→ **Set task**: Duplicate the following lines word for word, beginning at the line that contains "# segment the van's wheel" and ending after the line that contains "POLYGON ((37 122, 38".

→ **Segmentation data**:
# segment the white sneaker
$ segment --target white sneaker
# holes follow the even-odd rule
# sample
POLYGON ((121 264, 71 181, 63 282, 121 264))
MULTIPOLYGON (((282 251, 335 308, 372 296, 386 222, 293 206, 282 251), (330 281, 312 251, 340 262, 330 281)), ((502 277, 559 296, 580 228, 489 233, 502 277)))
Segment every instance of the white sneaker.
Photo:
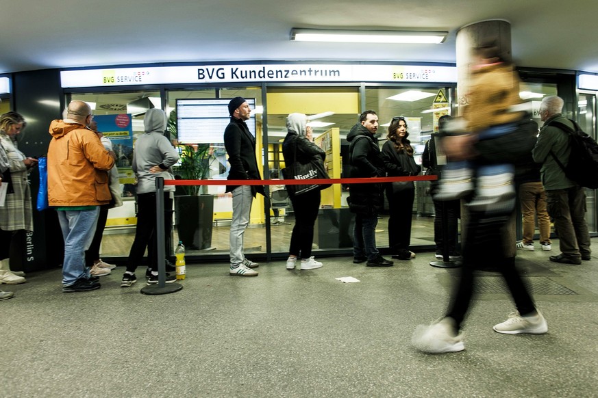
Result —
POLYGON ((258 276, 256 271, 253 271, 245 264, 241 264, 236 268, 231 267, 229 274, 236 276, 258 276))
POLYGON ((100 268, 97 264, 95 264, 93 267, 90 269, 89 273, 94 276, 105 276, 106 275, 110 275, 112 270, 108 268, 100 268))
POLYGON ((108 264, 108 263, 105 263, 100 258, 97 263, 94 264, 94 265, 97 265, 100 268, 108 268, 108 269, 114 269, 116 267, 114 264, 108 264))
POLYGON ((540 247, 542 248, 542 250, 545 252, 549 252, 552 250, 552 245, 550 243, 540 243, 540 247))
POLYGON ((445 170, 440 180, 436 200, 453 200, 469 195, 473 190, 473 172, 468 168, 445 170))
POLYGON ((18 284, 25 283, 27 280, 23 276, 18 276, 10 271, 0 271, 0 284, 18 284))
POLYGON ((297 263, 297 257, 289 257, 286 259, 286 269, 295 269, 295 265, 297 263))
POLYGON ((301 269, 315 269, 316 268, 321 268, 322 263, 319 261, 316 261, 314 256, 312 256, 307 260, 301 259, 301 269))
POLYGON ((548 324, 540 311, 533 317, 522 317, 519 312, 515 311, 509 314, 508 319, 502 323, 495 325, 493 329, 495 332, 506 334, 542 334, 548 332, 548 324))
POLYGON ((247 268, 257 268, 260 266, 260 264, 258 264, 258 263, 253 263, 249 258, 245 258, 245 260, 243 260, 243 265, 245 265, 247 268))
POLYGON ((519 242, 515 247, 517 248, 520 250, 529 250, 530 252, 534 251, 534 243, 526 243, 525 242, 519 242))
POLYGON ((423 352, 444 354, 465 349, 462 334, 455 335, 455 321, 445 317, 430 325, 419 325, 415 329, 411 343, 423 352))

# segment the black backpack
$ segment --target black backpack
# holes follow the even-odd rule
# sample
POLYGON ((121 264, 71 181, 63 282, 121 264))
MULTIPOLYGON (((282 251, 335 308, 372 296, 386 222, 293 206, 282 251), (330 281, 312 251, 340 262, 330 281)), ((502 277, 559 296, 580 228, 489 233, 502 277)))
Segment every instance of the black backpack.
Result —
POLYGON ((560 122, 550 123, 551 126, 558 127, 569 136, 571 154, 567 165, 564 166, 551 150, 550 154, 564 172, 566 178, 582 187, 595 189, 598 188, 598 144, 582 131, 575 121, 569 120, 573 124, 575 130, 560 122))

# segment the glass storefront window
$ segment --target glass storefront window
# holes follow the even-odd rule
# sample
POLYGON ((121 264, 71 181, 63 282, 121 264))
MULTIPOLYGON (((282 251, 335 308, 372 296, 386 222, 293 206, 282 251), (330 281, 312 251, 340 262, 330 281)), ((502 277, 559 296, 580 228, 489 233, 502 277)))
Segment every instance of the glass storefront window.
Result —
MULTIPOLYGON (((358 121, 360 112, 358 87, 269 87, 268 157, 271 178, 277 178, 284 168, 282 142, 286 136, 286 118, 289 114, 305 114, 312 128, 314 142, 326 151, 325 165, 332 178, 344 175, 343 150, 348 148, 345 137, 358 121)), ((282 178, 282 177, 281 177, 282 178)), ((282 190, 282 192, 284 192, 282 190)), ((277 191, 275 195, 281 196, 277 191)), ((321 192, 321 209, 316 221, 314 250, 350 248, 352 216, 347 205, 348 192, 345 187, 334 185, 321 192)), ((276 200, 277 198, 274 198, 276 200)), ((286 253, 295 213, 286 200, 272 217, 272 252, 286 253), (275 215, 277 217, 275 217, 275 215), (284 239, 279 239, 279 237, 284 239)), ((317 256, 317 254, 316 254, 317 256)))
MULTIPOLYGON (((132 140, 124 144, 116 144, 120 140, 113 140, 113 148, 118 157, 119 179, 121 184, 123 206, 110 209, 106 227, 101 243, 101 254, 105 257, 125 257, 133 243, 135 237, 136 217, 135 179, 131 170, 133 160, 133 145, 140 134, 143 134, 145 128, 143 117, 149 108, 161 109, 162 101, 159 91, 132 91, 125 92, 90 92, 72 93, 66 98, 71 101, 79 100, 88 103, 92 107, 101 131, 101 121, 108 116, 127 114, 130 120, 130 127, 125 126, 123 131, 132 131, 132 140)), ((124 124, 123 124, 124 126, 124 124)), ((106 132, 110 136, 110 132, 106 132)), ((170 246, 170 245, 169 245, 170 246)))
MULTIPOLYGON (((414 150, 415 161, 421 165, 421 154, 425 142, 432 133, 438 132, 438 118, 443 115, 451 114, 449 98, 452 88, 366 88, 365 92, 366 108, 375 110, 378 115, 380 147, 386 140, 391 119, 395 116, 404 116, 408 126, 408 138, 414 150)), ((385 203, 385 209, 388 209, 388 202, 385 203)), ((429 194, 428 181, 415 183, 412 215, 411 246, 429 246, 434 243, 434 207, 429 194)), ((387 214, 383 214, 382 219, 378 222, 379 229, 387 230, 387 214)), ((378 247, 388 247, 386 233, 377 234, 377 241, 378 247)))
POLYGON ((10 100, 8 95, 0 96, 0 115, 10 111, 10 100))
MULTIPOLYGON (((596 138, 595 130, 596 112, 595 94, 580 93, 577 98, 577 123, 580 128, 587 133, 590 137, 596 138)), ((586 222, 590 233, 598 230, 598 215, 596 213, 597 201, 596 189, 586 189, 586 222)))
MULTIPOLYGON (((251 118, 256 122, 256 148, 258 159, 263 159, 261 88, 232 88, 221 89, 170 90, 167 92, 169 114, 176 108, 177 100, 223 98, 236 96, 255 98, 256 106, 252 109, 251 118), (262 154, 260 155, 260 154, 262 154)), ((227 111, 221 115, 227 118, 227 111)), ((219 117, 220 116, 219 116, 219 117)), ((223 137, 224 130, 210 131, 210 135, 223 137)), ((182 156, 196 155, 200 152, 201 161, 208 170, 205 178, 225 179, 229 164, 224 147, 223 140, 210 143, 179 143, 182 156)), ((262 162, 258 162, 260 167, 262 162)), ((174 168, 175 176, 180 169, 174 168)), ((262 172, 263 175, 263 172, 262 172)), ((177 189, 175 198, 175 239, 180 239, 190 255, 223 254, 228 253, 229 247, 230 222, 232 217, 232 196, 225 192, 225 185, 202 187, 197 197, 189 197, 188 192, 177 189), (199 202, 198 202, 199 201, 199 202), (187 202, 193 202, 187 204, 187 202), (197 209, 200 209, 199 211, 197 209)), ((249 228, 245 231, 245 250, 251 254, 263 255, 266 252, 266 233, 264 220, 264 200, 261 196, 253 201, 249 220, 249 228)))

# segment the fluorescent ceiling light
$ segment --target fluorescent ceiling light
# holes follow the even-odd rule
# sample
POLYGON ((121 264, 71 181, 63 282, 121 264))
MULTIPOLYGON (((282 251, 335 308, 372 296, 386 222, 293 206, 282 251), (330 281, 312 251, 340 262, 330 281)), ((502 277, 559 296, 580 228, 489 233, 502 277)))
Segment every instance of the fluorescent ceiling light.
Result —
POLYGON ((444 108, 434 108, 433 109, 426 109, 425 111, 421 111, 422 114, 431 114, 432 112, 439 112, 440 111, 448 111, 450 109, 449 107, 445 107, 444 108))
POLYGON ((325 122, 308 122, 308 126, 310 126, 312 129, 316 127, 325 127, 326 126, 331 126, 334 123, 327 123, 325 122))
MULTIPOLYGON (((56 107, 57 108, 60 107, 60 101, 56 101, 56 100, 40 100, 38 101, 38 103, 40 103, 43 105, 48 105, 50 107, 56 107)), ((95 103, 87 103, 90 104, 90 106, 91 106, 91 104, 92 103, 94 107, 92 107, 91 109, 95 109, 95 103)))
POLYGON ((290 30, 290 40, 297 42, 439 44, 445 41, 447 34, 446 31, 292 28, 290 30))
POLYGON ((158 109, 162 109, 162 100, 160 99, 159 96, 150 96, 147 98, 149 98, 149 102, 151 103, 154 107, 158 109))
POLYGON ((334 114, 334 112, 330 111, 328 111, 327 112, 322 112, 321 114, 316 114, 315 115, 308 116, 308 121, 315 120, 316 119, 321 119, 322 118, 325 118, 326 116, 332 116, 334 114))
POLYGON ((545 94, 542 94, 540 92, 533 92, 531 91, 521 91, 519 92, 519 98, 521 99, 530 99, 532 98, 543 98, 545 96, 545 94))
POLYGON ((413 102, 425 98, 434 96, 436 94, 433 92, 424 92, 416 90, 410 90, 409 91, 406 91, 405 92, 401 92, 401 94, 397 94, 393 96, 386 97, 386 99, 390 99, 395 101, 413 102))

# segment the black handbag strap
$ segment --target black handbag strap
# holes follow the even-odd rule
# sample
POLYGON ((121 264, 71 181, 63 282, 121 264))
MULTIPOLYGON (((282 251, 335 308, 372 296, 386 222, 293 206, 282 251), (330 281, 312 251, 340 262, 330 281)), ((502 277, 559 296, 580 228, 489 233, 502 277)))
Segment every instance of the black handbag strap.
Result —
MULTIPOLYGON (((569 120, 573 123, 573 126, 575 126, 576 128, 577 127, 577 123, 575 123, 575 121, 571 120, 571 119, 569 119, 569 120)), ((565 124, 564 123, 562 123, 561 122, 551 122, 550 123, 549 123, 548 125, 549 126, 554 126, 555 127, 560 129, 565 134, 566 134, 567 137, 569 137, 569 138, 571 138, 571 135, 575 133, 575 131, 573 131, 573 129, 571 129, 571 127, 569 127, 569 126, 567 126, 566 124, 565 124)), ((552 152, 551 149, 550 150, 550 152, 549 152, 548 153, 552 156, 552 159, 554 159, 554 161, 556 162, 556 164, 558 165, 558 167, 560 167, 560 169, 563 171, 563 172, 564 172, 564 171, 565 171, 564 165, 563 165, 563 164, 561 163, 561 161, 560 160, 558 160, 558 159, 557 159, 556 155, 554 155, 554 152, 552 152)))

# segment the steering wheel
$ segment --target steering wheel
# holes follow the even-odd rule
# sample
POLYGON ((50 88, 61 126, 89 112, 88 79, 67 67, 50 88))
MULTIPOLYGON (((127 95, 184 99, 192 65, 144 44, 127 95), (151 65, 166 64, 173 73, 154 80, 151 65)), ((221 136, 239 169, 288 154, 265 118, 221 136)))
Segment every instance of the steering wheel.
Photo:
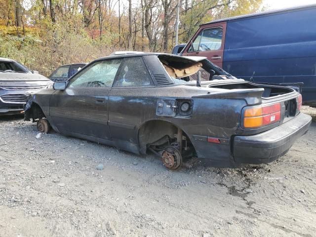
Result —
POLYGON ((205 50, 211 50, 211 49, 209 48, 209 47, 206 44, 205 44, 205 43, 201 43, 201 44, 200 44, 199 46, 201 48, 205 49, 205 50))

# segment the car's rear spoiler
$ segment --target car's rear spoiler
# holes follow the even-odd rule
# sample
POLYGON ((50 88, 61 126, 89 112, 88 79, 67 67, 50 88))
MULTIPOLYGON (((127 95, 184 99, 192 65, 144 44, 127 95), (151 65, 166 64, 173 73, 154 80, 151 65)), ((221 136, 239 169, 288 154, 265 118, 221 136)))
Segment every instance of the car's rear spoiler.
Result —
POLYGON ((224 92, 215 92, 205 95, 196 95, 192 98, 204 99, 243 99, 248 105, 254 105, 261 103, 261 97, 265 89, 263 88, 256 89, 235 89, 224 92))
POLYGON ((298 92, 302 94, 302 87, 304 84, 304 82, 295 82, 295 83, 268 83, 260 82, 256 81, 256 84, 262 84, 264 85, 280 85, 281 86, 287 86, 288 87, 294 89, 298 92))

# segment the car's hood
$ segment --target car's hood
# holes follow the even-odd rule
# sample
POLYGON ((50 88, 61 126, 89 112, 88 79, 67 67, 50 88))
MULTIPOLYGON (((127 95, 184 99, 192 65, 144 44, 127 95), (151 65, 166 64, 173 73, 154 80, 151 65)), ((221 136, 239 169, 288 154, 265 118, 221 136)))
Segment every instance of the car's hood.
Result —
POLYGON ((0 73, 0 81, 50 80, 40 74, 35 73, 0 73))

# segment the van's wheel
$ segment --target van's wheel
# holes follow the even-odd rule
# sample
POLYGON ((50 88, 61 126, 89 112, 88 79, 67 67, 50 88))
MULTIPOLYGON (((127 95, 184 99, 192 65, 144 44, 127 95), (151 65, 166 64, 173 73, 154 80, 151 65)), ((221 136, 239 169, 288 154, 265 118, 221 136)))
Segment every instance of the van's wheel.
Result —
POLYGON ((170 169, 177 169, 181 166, 182 157, 178 149, 174 147, 167 147, 161 154, 163 165, 170 169))
POLYGON ((37 122, 38 129, 40 132, 48 133, 49 131, 49 123, 46 118, 40 118, 37 122))

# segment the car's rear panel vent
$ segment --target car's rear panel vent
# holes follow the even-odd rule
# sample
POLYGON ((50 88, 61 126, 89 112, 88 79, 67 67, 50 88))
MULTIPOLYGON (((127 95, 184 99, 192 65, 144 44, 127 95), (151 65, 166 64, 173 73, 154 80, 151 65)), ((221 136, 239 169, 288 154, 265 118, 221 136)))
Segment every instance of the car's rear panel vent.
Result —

→ **Exercise result**:
# segment the van's wheel
$ segment --target van's wheel
# holes follow the even-odd rule
# sample
POLYGON ((50 88, 61 126, 89 112, 88 79, 67 67, 50 88))
MULTIPOLYGON (((127 95, 184 99, 192 65, 144 44, 127 95), (151 65, 166 64, 173 73, 154 80, 151 65)), ((221 136, 239 169, 288 154, 265 118, 221 136)))
Segment every instance of the van's wheel.
Result —
POLYGON ((170 169, 177 169, 181 166, 182 157, 178 149, 174 147, 167 147, 161 154, 163 165, 170 169))
POLYGON ((37 122, 38 129, 40 132, 48 133, 49 131, 49 123, 46 118, 40 118, 37 122))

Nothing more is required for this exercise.